=== RECORDS FOR THIS TASK ===

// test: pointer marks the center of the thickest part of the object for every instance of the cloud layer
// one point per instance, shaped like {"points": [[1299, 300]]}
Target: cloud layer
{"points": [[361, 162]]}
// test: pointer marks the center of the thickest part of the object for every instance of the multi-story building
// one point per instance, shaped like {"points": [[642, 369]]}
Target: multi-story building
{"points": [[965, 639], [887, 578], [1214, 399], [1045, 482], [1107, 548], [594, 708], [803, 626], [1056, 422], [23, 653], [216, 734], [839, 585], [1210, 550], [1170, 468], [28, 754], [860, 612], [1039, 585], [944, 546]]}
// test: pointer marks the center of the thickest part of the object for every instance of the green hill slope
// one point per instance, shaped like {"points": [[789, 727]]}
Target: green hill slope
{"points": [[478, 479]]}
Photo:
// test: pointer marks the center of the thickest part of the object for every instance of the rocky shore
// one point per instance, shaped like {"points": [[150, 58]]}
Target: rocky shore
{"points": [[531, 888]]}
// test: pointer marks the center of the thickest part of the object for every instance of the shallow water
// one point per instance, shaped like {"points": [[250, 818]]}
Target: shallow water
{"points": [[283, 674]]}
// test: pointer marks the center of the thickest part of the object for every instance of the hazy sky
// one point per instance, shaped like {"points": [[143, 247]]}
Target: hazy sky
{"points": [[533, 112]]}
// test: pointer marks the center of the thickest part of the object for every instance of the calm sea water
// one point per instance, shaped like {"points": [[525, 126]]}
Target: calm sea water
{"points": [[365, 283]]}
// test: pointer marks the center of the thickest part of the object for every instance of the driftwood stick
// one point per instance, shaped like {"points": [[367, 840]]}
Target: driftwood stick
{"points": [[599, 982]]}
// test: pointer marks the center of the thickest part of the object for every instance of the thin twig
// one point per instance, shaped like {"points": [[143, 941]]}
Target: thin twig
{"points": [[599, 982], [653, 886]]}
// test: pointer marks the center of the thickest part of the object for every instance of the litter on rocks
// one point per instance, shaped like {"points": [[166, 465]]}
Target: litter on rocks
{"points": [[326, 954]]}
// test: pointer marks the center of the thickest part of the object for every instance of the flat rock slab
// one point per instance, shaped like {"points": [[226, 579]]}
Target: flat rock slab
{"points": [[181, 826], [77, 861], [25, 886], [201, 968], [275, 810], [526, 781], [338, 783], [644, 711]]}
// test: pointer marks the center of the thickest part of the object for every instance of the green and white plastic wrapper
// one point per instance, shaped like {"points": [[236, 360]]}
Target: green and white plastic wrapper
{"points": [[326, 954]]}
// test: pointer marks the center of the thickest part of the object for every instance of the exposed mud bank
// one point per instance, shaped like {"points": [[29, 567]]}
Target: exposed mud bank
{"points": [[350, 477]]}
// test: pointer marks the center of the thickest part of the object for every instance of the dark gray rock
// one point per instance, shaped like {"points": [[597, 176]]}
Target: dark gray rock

=== EXERCISE TASK ===
Can you copy out all of the lines above, character for character, with nothing changed, added, or left out?

=== SOLUTION ===
// test: pointer marks the center of the thickest part of the object for every instance of the cloud layer
// one point per instance, shaped like {"points": [[1299, 300]]}
Target: cloud layer
{"points": [[361, 162]]}
// test: pointer marks the center of the thickest part of the object for every instance of the multi-story building
// one point per instance, shaped like {"points": [[642, 369]]}
Target: multi-story building
{"points": [[965, 639], [887, 578], [1214, 399], [1045, 482], [1107, 548], [594, 708], [803, 626], [1056, 422], [23, 653], [216, 734], [839, 585], [1210, 550], [1170, 468], [28, 754], [860, 612], [1039, 585], [944, 546]]}
// test: pointer marks the center of the thickest part of the object for every instance of the green hill slope
// one point per instance, shaped like {"points": [[789, 727]]}
Target: green hill slope
{"points": [[478, 479]]}
Photo:
// test: pointer marks the center of the thickest part of the object for every instance of the rocky shore
// one point per instance, shaped like {"points": [[150, 58]]}
Target: rocky shore
{"points": [[531, 888]]}
// test: pointer marks the center of the thickest part of the object for every instance of the shallow water
// one point per instance, shaped like {"points": [[250, 818]]}
Target: shallow water
{"points": [[283, 674]]}
// test: pointer marks the center of the thickest part of the object for every instance of the hazy sky
// one point per instance, shaped like {"points": [[143, 247]]}
Target: hazy sky
{"points": [[533, 112]]}
// test: pointer marks the center of the thickest part of the object for every instance of the calm sea water
// one point per instance, shaped like {"points": [[525, 126]]}
Target: calm sea water
{"points": [[365, 283]]}
// test: pointer marks the center of the thickest part of the object for every instance of the driftwood stick
// one point per instance, shaped like {"points": [[367, 840]]}
Target: driftwood stick
{"points": [[599, 982]]}
// test: pointer marks the center of the thickest part of the object for every instance of the thin twig
// one point per instance, shaped like {"points": [[143, 941]]}
Target: thin twig
{"points": [[599, 982], [653, 886]]}
// test: pointer marks the center of the thickest part of the object for every instance of the litter on rocks
// one point per instance, shaped like {"points": [[166, 465]]}
Target: litter on rocks
{"points": [[326, 954]]}
// test: pointer marks the center of the thickest part of the object for every instance of the flat rock slab
// one point per instance, shaped like {"points": [[226, 579]]}
Target: flat rock slab
{"points": [[181, 826], [77, 861], [25, 886], [201, 968], [275, 810], [526, 781], [338, 783], [644, 711]]}
// test: pointer marks the center of the thickest part of the object for every instance of the green and white plastic wrapper
// one point per instance, shaped like {"points": [[236, 360]]}
Target: green and white plastic wrapper
{"points": [[326, 954]]}
// test: pointer marks the center of the thickest part of the object for every instance of the exposed mud bank
// one point per instance, shaped like {"points": [[29, 567]]}
Target: exposed mud bank
{"points": [[350, 477]]}
// test: pointer marks the center of the thickest part of the object for every instance of the dark gray rock
// one point per instance, shaped like {"points": [[597, 176]]}
Target: dark gray rock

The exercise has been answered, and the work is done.